◆ Exercise passage:

•••••

I only remember a dream every year or so, but I realized on the way back from getting breakfast with friends this morning that a book I thought I’d been reading was entirely in a dream. It was a long dream with various dream-space fucked-up-ness to the setting building (No University space is that large, that nice… or has three large highly styled cafe/lounge spaces in the same complex) and interaction with various old acquaintances, but there was one section I didn’t realize was a dream because it was so normal:
< dream content >
I picked up a book (roughly A4 sized, and inch or so thick, nicely black cloth-bound with gold embossing) about code generation for a particular class of exotic hybrid-SIMD machines (I remember details, which are realistic, but not specific enough to pick out which machine) by David Padua (respected figure in parallel computing, who I’ve met at conferences) and a coauthor I couldn’t remember when I woke up. I got the book from a well stocked engineering library, and discussed it with various engineering types I know, including my current adviser.
< /dream content >
Until we were headed back from breakfast and I realized the setting was “improbable,” I was sure it had happened. When I got home I had to see if it was something I may have seen referenced – the content and authors were probably based on “Optimizing data permutations for SIMD devices.” which I read a year or two ago, but it isn’t an exact match. The description I remember also matches a section in Encyclopedia of Parallel Computing (four volume, $1500) book that I’ve never seen before (and now want access to). I also want the dream book, because it would be all kinds of useful for my MS project.

•••••

Rewrite the passage of the dream account that begins at the words "< /dream content" and stops after "my MS project.", switching "MS project" to "thesis research".

◆ Extracted data:
•••••

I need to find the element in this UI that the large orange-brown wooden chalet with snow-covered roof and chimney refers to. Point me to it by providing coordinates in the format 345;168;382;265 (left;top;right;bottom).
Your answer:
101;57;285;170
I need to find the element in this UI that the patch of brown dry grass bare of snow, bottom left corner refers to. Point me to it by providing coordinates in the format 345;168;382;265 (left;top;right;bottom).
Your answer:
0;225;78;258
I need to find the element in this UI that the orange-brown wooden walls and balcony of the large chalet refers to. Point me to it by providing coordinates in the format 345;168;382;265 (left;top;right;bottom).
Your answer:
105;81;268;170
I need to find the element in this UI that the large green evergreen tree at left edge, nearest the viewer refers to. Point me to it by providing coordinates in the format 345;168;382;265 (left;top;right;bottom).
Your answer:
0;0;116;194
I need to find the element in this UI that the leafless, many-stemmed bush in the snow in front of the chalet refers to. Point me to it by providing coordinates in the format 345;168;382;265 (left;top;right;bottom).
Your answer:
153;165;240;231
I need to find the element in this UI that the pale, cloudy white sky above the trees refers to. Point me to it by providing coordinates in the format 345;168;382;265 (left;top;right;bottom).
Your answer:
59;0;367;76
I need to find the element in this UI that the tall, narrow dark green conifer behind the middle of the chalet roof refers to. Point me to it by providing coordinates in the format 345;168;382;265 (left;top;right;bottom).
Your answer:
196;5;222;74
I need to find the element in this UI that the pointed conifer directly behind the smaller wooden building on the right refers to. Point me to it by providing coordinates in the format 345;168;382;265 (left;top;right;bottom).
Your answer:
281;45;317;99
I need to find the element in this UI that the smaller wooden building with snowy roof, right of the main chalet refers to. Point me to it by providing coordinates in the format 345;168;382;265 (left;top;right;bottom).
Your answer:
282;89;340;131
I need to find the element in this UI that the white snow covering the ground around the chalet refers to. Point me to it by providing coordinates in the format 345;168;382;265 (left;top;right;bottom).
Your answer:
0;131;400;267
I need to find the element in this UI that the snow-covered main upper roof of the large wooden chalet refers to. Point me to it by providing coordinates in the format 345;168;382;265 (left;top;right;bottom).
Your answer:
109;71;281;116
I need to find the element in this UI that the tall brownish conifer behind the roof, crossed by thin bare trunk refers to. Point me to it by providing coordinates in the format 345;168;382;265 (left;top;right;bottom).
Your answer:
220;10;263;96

•••••

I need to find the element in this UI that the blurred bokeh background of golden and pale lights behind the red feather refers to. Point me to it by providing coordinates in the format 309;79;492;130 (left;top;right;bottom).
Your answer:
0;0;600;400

•••••

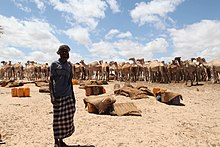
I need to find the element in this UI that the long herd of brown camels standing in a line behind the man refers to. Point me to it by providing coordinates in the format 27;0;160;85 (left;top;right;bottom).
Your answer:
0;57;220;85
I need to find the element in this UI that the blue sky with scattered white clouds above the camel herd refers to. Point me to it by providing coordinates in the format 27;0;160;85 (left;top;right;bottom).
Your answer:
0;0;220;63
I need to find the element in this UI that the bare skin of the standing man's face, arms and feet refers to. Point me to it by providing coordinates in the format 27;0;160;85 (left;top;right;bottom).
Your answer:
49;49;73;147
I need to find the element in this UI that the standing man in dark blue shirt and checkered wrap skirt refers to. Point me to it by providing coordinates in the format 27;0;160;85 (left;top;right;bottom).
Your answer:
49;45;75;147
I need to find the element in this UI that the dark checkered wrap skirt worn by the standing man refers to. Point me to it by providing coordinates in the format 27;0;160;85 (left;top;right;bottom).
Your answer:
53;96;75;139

•••••

◆ Result of this exercise:
< /dream content >
Until we were headed back from breakfast and I realized the setting was “improbable,” I was sure it had happened. When I got home I had to see if it was something I may have seen referenced – the content and authors were probably based on “Optimizing data permutations for SIMD devices.” which I read a year or two ago, but it isn’t an exact match. The description I remember also matches a section in Encyclopedia of Parallel Computing (four volume, $1500) book that I’ve never seen before (and now want access to). I also want the dream book, because it would be all kinds of useful for my thesis research.